*** Begin section ***
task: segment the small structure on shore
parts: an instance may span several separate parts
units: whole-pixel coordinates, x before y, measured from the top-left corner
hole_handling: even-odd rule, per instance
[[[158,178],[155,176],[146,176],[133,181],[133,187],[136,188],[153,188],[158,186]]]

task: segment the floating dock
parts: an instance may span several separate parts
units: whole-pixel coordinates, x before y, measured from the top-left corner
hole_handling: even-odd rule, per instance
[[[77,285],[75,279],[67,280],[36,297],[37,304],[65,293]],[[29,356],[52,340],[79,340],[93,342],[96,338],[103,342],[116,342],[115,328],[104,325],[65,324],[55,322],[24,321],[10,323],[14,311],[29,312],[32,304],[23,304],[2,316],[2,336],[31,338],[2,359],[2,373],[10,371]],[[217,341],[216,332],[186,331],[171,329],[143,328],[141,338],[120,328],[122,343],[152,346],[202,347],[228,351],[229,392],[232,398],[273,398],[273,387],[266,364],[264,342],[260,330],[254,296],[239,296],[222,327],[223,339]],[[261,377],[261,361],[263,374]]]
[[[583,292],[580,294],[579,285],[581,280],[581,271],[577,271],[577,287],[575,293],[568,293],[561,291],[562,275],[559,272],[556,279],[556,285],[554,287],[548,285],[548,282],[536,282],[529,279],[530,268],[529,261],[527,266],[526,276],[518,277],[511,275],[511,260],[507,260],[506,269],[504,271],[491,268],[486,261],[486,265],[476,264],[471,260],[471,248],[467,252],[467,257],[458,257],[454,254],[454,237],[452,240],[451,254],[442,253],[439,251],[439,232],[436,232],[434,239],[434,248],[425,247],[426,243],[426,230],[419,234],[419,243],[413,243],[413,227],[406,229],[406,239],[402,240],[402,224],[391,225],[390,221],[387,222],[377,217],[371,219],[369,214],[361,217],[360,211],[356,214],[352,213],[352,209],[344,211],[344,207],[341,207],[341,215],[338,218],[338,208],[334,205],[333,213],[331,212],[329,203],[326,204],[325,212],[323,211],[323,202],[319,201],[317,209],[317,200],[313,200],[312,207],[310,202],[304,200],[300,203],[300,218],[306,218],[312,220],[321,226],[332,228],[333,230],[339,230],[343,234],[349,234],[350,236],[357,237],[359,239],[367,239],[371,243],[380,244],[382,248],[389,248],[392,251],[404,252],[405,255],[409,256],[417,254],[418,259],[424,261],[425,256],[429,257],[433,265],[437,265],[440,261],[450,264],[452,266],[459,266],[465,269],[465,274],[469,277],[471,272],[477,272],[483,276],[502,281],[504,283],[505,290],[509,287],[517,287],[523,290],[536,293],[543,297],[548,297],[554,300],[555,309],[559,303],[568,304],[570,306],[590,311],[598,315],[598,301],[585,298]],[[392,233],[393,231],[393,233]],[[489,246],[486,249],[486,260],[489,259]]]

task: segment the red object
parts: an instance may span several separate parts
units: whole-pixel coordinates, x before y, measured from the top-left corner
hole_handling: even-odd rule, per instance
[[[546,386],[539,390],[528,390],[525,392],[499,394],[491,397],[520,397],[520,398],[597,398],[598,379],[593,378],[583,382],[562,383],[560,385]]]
*** End section ***
> **Exercise details**:
An exact copy of the listing above is what this exercise asks for.

> **Answer space**:
task: segment the small structure on shore
parts: an instance may span several separate parts
units: whole-pixel coordinates, x before y, measured from the top-left corner
hole_handling: even-odd rule, per instance
[[[158,178],[155,176],[146,176],[133,181],[133,187],[136,188],[153,188],[158,186]]]

task: segment the floating dock
parts: an instance may span several separate parts
units: whole-pixel coordinates, x before y, measured from the top-left corner
hole_handling: even-odd rule, per instance
[[[77,285],[75,279],[67,280],[36,297],[37,304],[65,293]],[[29,356],[52,340],[79,340],[93,342],[96,338],[103,342],[116,342],[115,328],[104,325],[65,324],[55,322],[24,321],[10,323],[14,311],[29,312],[32,304],[23,304],[2,316],[2,336],[31,338],[2,359],[2,373],[10,371]],[[217,341],[216,332],[186,331],[171,329],[143,328],[141,338],[120,328],[122,343],[152,346],[202,347],[228,351],[229,392],[232,398],[273,398],[273,387],[266,364],[264,342],[260,330],[254,296],[239,296],[222,327],[223,339]],[[261,377],[261,361],[263,374]]]
[[[583,292],[580,294],[579,285],[581,280],[581,271],[577,271],[577,287],[575,293],[568,293],[561,291],[562,275],[559,272],[556,279],[556,285],[554,287],[548,285],[548,282],[536,282],[529,279],[530,268],[529,261],[527,266],[526,276],[518,277],[511,275],[511,260],[507,260],[506,269],[504,271],[491,268],[486,261],[486,265],[476,264],[471,260],[471,248],[467,252],[467,257],[458,257],[454,254],[454,237],[452,240],[451,254],[442,253],[439,251],[439,232],[436,232],[434,239],[434,248],[425,247],[426,243],[426,230],[419,234],[419,243],[413,243],[413,227],[406,229],[406,239],[402,240],[402,224],[391,225],[390,221],[387,222],[377,217],[371,219],[369,214],[361,217],[360,211],[356,214],[352,213],[352,209],[344,211],[344,207],[341,207],[341,215],[338,218],[338,208],[334,205],[333,213],[331,212],[329,203],[326,204],[325,212],[323,211],[323,202],[319,201],[317,209],[317,200],[313,200],[312,207],[310,202],[304,200],[300,203],[300,218],[306,218],[312,220],[321,226],[332,228],[333,230],[339,230],[343,234],[349,234],[350,236],[357,237],[359,239],[367,239],[371,243],[380,244],[382,248],[389,248],[392,251],[404,252],[405,255],[409,256],[417,254],[418,259],[424,261],[425,256],[429,257],[433,265],[437,265],[440,261],[450,264],[452,266],[459,266],[465,269],[465,274],[469,277],[471,272],[477,272],[483,276],[502,281],[504,283],[505,290],[509,287],[517,287],[523,290],[536,293],[543,297],[548,297],[554,300],[555,309],[559,303],[568,304],[570,306],[590,311],[598,315],[598,301],[585,298]],[[392,233],[393,231],[393,233]],[[489,246],[486,249],[486,260],[489,259]]]

task: segment the red object
parts: an instance may span several separate parts
units: whole-pixel coordinates, x before y, measured from the top-left corner
hole_handling: even-odd rule, per instance
[[[546,386],[539,390],[528,390],[525,392],[499,394],[491,397],[520,397],[520,398],[597,398],[598,379],[593,378],[583,382],[562,383],[560,385]]]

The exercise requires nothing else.